→ Documento de origem:
************

O nome é a identidade principal de uma pessoa diante da sociedade. Não se origina de escolha pessoal, mas acompanhará o indivíduo ao longo de sua vida. Essa identidade continua tanto na vida pública quanto na privada, mesmo após a morte do indivíduo.

Ao lidar com figuras públicas, a menção de um nome trará à mente as atividades em que se está envolvido, enquanto na vida privada, o indivíduo será lembrado pelo nome, na memória da família e das pessoas com quem convive.

O direito ao nome tem status de bem jurídico protegido e é tão vital que a Constituição Federal de 1988 fez questão de garantir em seu artigo 5°, inciso LXXVI, alínea a. Diante disso, fica claramente demonstrado que esta é uma questão de direito de personalidade, e o nome é um sinal único para cada pessoa.

Ademais, com o passar dos anos, e a evolução da legislação de maneira geral, as pessoas passaram a tomar conhecimento dos direitos que possuem, e a retificação do nome é um dos assuntos que vem sendo bastante discutido na atualidade, motivada por inúmeras questões.

************

→ Instrução a:
Extraia dos registros abaixo todas as linhas que contêm a palavra "annotate", levando em conta maiúsculas e minúsculas.

→ Listagem:
************

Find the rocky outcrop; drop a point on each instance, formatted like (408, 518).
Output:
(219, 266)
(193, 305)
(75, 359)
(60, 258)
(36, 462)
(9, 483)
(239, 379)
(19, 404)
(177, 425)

************

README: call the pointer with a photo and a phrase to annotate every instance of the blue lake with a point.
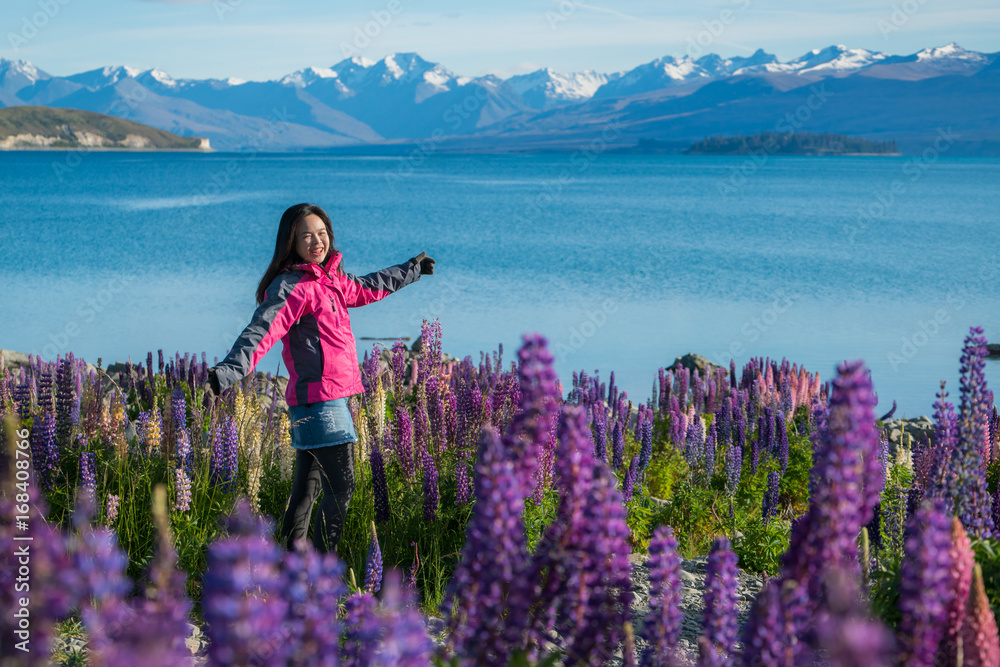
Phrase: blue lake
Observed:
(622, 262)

************

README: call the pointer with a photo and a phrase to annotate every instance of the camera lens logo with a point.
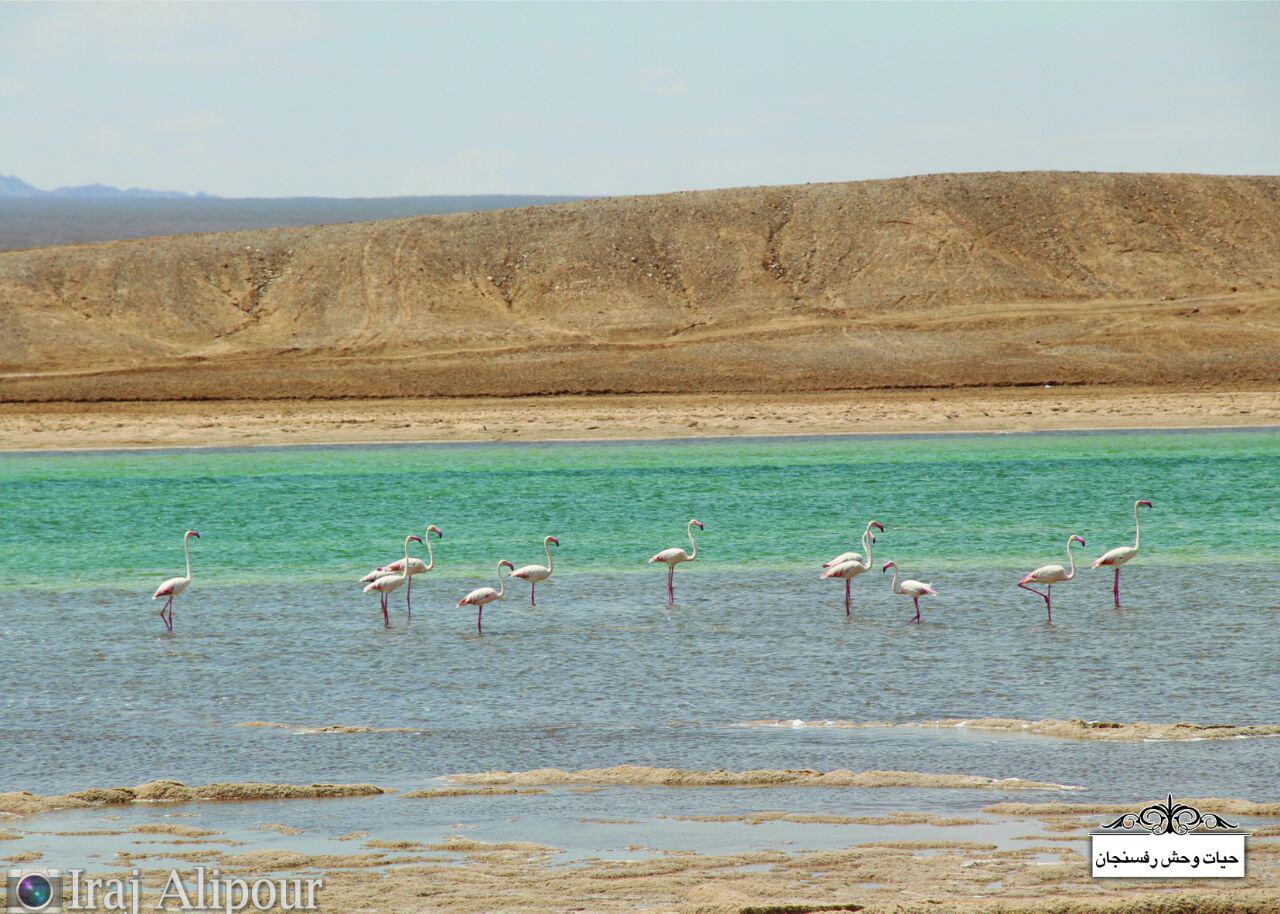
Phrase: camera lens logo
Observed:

************

→ Instrução b:
No texto sobre o direito ao nome, quais divisões da Constituição Federal de 1988 aparecem citadas como garantia desse direito? Liste cada uma.

→ Resultado a:
README: call the pointer with a photo and a phrase to annotate every instance of the blue lake with a point.
README: call the pointer with a photo and a phrase to annotate every instance of the camera lens logo with a point.

→ Resultado b:
- artigo 5°
- inciso LXXVI
- alínea a